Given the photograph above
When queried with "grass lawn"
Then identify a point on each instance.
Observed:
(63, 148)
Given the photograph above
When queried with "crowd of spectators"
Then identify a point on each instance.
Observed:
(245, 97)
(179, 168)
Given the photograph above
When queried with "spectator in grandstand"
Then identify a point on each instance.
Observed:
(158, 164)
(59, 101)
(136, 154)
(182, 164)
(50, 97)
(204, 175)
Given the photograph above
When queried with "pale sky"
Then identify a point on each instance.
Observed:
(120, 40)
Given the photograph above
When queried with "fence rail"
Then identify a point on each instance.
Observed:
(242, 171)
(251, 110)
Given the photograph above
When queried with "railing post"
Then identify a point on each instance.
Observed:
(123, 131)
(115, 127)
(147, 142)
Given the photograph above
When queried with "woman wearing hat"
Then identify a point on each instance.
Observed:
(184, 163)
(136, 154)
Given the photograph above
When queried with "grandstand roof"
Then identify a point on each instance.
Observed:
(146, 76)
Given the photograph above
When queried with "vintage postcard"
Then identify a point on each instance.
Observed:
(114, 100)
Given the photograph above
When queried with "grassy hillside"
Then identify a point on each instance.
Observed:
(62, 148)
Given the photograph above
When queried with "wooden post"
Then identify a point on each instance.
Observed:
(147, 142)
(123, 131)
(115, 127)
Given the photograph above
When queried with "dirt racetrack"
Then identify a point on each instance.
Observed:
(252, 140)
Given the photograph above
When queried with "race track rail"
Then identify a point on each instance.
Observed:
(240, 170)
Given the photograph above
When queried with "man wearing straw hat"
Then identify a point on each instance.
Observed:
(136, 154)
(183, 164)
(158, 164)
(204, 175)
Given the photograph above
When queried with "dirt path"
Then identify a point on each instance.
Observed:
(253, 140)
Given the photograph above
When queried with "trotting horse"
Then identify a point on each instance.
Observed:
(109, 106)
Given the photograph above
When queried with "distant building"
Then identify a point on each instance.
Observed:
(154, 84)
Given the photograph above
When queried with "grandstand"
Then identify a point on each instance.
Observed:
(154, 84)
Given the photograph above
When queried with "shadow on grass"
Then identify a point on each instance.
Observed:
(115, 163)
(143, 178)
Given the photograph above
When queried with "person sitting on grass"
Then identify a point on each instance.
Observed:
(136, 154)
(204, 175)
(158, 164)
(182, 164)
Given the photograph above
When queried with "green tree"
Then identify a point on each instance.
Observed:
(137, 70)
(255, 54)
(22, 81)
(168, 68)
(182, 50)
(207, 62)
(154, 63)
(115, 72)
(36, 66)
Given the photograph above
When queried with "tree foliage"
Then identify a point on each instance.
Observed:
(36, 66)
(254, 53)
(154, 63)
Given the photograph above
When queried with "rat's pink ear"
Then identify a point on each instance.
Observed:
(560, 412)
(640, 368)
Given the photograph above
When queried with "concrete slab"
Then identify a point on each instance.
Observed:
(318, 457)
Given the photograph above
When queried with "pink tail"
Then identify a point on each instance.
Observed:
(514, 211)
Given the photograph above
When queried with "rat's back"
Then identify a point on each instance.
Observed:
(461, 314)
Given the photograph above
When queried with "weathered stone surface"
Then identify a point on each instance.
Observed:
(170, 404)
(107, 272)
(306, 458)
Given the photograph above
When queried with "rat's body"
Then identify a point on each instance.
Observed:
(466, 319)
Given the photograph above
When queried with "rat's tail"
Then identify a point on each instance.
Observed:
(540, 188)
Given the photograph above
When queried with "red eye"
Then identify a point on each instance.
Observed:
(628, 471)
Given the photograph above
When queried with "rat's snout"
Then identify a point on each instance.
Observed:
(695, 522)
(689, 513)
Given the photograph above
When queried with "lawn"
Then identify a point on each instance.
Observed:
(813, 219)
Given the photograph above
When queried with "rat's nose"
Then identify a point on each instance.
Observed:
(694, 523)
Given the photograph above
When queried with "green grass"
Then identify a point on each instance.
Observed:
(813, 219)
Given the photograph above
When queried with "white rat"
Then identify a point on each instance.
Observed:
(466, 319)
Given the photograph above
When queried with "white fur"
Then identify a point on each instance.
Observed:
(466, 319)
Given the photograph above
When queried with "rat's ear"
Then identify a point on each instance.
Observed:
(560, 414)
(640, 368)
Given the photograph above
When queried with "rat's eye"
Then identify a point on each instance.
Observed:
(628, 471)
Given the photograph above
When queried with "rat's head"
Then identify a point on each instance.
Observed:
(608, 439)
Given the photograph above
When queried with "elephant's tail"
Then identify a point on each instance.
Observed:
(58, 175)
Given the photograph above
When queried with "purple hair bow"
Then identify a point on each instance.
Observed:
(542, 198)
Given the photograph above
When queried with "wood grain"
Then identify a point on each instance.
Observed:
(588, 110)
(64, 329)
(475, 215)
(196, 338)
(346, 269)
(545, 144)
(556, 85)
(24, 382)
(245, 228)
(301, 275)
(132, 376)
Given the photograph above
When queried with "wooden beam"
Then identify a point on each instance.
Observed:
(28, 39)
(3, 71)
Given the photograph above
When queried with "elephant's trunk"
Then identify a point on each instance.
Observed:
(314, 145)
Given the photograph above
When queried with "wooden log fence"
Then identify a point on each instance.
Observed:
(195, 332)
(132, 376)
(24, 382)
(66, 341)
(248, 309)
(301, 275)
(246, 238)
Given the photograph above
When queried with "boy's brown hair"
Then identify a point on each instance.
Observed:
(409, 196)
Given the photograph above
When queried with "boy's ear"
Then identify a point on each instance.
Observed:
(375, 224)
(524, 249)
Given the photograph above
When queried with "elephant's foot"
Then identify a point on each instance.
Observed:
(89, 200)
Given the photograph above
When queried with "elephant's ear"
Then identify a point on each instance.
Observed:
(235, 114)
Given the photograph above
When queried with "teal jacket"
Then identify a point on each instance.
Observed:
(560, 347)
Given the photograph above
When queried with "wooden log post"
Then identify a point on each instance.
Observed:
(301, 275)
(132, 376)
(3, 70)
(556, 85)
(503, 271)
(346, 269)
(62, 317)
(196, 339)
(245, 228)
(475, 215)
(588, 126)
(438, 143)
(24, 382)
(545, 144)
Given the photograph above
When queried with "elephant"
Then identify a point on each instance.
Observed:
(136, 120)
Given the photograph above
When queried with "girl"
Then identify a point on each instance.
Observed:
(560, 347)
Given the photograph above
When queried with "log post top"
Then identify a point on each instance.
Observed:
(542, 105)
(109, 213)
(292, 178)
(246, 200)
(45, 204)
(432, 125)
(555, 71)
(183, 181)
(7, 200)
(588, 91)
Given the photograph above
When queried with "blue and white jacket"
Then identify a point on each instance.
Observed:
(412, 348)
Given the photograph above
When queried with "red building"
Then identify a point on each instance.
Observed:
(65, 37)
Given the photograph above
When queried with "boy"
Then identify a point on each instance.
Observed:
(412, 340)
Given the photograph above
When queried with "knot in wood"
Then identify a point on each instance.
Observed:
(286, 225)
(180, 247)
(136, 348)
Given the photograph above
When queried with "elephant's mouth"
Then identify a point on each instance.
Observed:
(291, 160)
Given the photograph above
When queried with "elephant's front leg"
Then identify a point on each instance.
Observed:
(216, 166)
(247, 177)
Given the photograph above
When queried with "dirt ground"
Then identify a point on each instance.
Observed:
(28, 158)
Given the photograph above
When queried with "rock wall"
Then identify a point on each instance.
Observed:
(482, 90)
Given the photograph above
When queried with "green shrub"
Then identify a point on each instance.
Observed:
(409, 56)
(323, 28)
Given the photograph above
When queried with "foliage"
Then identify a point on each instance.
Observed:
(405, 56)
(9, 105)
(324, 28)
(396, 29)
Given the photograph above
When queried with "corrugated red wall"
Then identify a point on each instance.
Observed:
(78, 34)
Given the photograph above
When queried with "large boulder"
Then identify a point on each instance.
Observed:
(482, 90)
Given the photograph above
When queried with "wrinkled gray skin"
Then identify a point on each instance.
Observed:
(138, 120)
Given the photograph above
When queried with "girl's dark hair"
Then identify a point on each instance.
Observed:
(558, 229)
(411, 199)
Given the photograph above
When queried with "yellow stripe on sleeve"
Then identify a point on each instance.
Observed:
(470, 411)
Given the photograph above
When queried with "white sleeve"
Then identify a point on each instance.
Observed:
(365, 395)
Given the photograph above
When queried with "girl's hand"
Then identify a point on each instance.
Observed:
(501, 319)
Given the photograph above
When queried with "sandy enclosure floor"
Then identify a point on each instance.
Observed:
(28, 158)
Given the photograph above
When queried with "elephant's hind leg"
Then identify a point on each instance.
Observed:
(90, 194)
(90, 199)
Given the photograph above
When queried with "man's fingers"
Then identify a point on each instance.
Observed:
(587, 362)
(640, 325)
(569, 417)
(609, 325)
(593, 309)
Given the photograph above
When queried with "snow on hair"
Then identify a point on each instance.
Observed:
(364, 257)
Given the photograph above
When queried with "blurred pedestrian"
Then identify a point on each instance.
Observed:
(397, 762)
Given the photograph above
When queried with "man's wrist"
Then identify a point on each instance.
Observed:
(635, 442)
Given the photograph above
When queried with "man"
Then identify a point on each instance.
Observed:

^^^^^^^^^^^^^^^^

▸ **What needs to be done**: Where a line of the entries contains the word "pink", copy that line.

▸ **Reply to the task**:
When queried with "rat's pink ear"
When queried with "pink tail"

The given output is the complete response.